GOAL OF THE EXERCISE: Line by line, the entries below are to be reproduced unaltered.

INPUT MATERIAL:
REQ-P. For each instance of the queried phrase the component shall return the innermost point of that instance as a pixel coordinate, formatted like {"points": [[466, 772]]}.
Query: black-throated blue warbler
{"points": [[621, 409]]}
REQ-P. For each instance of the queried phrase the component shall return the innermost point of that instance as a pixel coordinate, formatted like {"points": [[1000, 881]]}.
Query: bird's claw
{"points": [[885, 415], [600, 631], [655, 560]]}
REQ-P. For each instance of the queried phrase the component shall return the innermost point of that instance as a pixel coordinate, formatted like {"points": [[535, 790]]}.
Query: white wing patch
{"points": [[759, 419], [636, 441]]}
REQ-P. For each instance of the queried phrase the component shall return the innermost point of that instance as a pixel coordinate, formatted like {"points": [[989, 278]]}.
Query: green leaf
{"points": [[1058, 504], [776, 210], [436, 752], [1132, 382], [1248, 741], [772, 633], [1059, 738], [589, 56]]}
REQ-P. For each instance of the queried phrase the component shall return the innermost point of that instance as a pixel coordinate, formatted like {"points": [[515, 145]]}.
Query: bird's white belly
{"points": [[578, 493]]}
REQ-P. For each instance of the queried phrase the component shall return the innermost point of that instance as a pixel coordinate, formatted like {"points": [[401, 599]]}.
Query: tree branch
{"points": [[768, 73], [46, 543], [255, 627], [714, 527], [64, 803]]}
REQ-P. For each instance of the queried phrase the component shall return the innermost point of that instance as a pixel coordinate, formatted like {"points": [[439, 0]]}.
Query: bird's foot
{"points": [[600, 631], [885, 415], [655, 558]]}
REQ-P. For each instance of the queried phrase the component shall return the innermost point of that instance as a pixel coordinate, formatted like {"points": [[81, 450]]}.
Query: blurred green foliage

RESPONSE TO THIS TASK:
REQ-P. For each instance of the queried phrase the component shall return the innermost point of that instance as a pixel coordinate, formatted like {"points": [[466, 772]]}.
Query: black-throated blue warbler
{"points": [[621, 409]]}
REQ-P. For each instance of the queried phrase the component shall return the innermost point of that instance as a pixel coordinate, formatted like {"points": [[1000, 881]]}.
Query: bird's claw
{"points": [[885, 415], [600, 631], [655, 560]]}
REQ-P. For each instance of the queried phrase the component shall return the innermost point of that instance as a pixel coordinate, formatted like {"points": [[535, 790]]}.
Query: white wing patch
{"points": [[759, 419], [636, 441]]}
REQ-P. For each instance of the queried phrase the component shall return the innermost point of that instance as a pixel coordinate, formatted like {"points": [[989, 278]]}.
Query: green leaf
{"points": [[1058, 504], [776, 210], [436, 752], [1132, 382], [1248, 741], [772, 633], [1059, 738], [589, 56]]}
REQ-P. For each instance of the queried phrase the component shall return the innermost point of that instance as a pixel coordinate, formatted like {"points": [[515, 145]]}.
Query: bird's white belly
{"points": [[578, 493]]}
REQ-P. For each instance of the queried phrase the component shall return the innermost point of that instance as a pixel coordinate, formatted like {"points": [[401, 599]]}.
Query: tree branch
{"points": [[768, 73], [46, 543], [255, 627], [714, 527], [64, 803]]}
REQ-P. For each instance of the queried phrase the component shall return the innermost point of that instance as a pixel coordinate, formatted like {"points": [[439, 0]]}.
Query: bird's foot
{"points": [[600, 631], [885, 415], [655, 558]]}
REQ-P. For each instance of the queried phrase the component shall return the innermost point of that instance as a pixel coordinate, formatted like {"points": [[81, 450]]}.
Query: blurred green foliage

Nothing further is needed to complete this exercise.